(INSTRUCTIONS TO FOLLOW) Return verbatim the lines of the rows below, from the line with "Where can you see the sign top" to the line with "column 332, row 114", including both of those lines.

(DATASET EXTRACT)
····················

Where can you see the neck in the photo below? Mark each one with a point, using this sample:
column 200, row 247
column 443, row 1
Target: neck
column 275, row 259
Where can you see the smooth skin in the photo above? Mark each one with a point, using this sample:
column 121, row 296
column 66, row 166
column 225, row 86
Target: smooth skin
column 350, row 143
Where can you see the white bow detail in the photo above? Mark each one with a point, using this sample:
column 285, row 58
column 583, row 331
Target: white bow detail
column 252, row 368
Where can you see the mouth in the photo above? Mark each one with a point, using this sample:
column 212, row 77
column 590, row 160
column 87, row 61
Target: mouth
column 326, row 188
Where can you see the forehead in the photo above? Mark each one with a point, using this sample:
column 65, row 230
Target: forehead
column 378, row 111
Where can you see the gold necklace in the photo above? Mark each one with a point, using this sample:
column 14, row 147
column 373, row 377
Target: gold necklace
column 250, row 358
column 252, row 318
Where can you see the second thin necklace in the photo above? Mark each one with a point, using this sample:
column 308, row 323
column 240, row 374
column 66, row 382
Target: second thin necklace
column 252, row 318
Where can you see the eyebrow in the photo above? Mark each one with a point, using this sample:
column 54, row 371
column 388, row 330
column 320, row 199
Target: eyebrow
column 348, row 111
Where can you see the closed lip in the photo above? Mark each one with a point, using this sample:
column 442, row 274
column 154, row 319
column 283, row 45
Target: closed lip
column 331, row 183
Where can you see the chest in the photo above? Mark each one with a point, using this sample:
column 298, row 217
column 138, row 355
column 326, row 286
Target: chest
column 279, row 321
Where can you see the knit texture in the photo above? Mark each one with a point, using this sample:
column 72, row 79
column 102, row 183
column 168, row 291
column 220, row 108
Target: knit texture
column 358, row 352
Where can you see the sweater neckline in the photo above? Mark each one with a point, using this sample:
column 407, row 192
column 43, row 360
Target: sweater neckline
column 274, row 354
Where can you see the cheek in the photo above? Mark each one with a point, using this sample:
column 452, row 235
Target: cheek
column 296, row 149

····················

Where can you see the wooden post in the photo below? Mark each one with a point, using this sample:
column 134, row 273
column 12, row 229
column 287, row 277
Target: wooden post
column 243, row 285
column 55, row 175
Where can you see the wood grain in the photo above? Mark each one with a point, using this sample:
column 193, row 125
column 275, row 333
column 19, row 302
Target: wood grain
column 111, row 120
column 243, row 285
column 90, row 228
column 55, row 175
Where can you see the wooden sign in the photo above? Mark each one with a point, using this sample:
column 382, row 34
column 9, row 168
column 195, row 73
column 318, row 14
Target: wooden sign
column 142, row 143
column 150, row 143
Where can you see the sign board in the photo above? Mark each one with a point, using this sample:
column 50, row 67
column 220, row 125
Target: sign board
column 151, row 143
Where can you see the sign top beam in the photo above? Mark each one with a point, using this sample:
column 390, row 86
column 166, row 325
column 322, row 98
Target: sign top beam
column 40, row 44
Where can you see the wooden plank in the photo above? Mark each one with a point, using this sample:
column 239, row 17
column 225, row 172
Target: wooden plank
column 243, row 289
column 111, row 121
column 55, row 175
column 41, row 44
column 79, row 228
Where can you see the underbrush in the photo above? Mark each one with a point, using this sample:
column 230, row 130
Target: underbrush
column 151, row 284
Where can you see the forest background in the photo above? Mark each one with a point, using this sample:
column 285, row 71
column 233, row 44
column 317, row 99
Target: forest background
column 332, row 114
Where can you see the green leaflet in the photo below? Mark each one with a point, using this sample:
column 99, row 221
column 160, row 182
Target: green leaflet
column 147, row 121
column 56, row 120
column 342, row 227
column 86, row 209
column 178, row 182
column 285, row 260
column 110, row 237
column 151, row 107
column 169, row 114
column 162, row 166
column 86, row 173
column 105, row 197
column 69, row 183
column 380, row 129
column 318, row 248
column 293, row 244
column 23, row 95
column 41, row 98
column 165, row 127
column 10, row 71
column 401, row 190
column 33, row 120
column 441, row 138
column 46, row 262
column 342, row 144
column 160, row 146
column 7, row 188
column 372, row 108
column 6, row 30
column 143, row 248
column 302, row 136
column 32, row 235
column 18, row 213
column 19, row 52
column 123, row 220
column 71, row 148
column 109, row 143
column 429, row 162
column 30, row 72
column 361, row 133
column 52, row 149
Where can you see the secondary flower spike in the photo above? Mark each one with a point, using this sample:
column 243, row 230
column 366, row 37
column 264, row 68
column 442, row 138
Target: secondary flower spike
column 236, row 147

····················

(WRITTEN SOLUTION)
Where can you see the sign top beam in the photo above? Mark each one with a point, using this sample:
column 390, row 86
column 166, row 325
column 322, row 98
Target: sign top beam
column 40, row 44
Where can you see the wooden plank in the photo above? Mark each one with a point, using this sample:
column 239, row 17
column 225, row 172
Target: wooden plank
column 243, row 289
column 111, row 121
column 55, row 175
column 41, row 44
column 79, row 228
Where can you see the underbrush in the photo above? Mark each one with a point, using this sample:
column 230, row 130
Target: underbrush
column 151, row 284
Where can you see the forest background in the photo above? Mark each one with a point, using this sample:
column 285, row 71
column 233, row 44
column 317, row 99
Target: forest background
column 332, row 114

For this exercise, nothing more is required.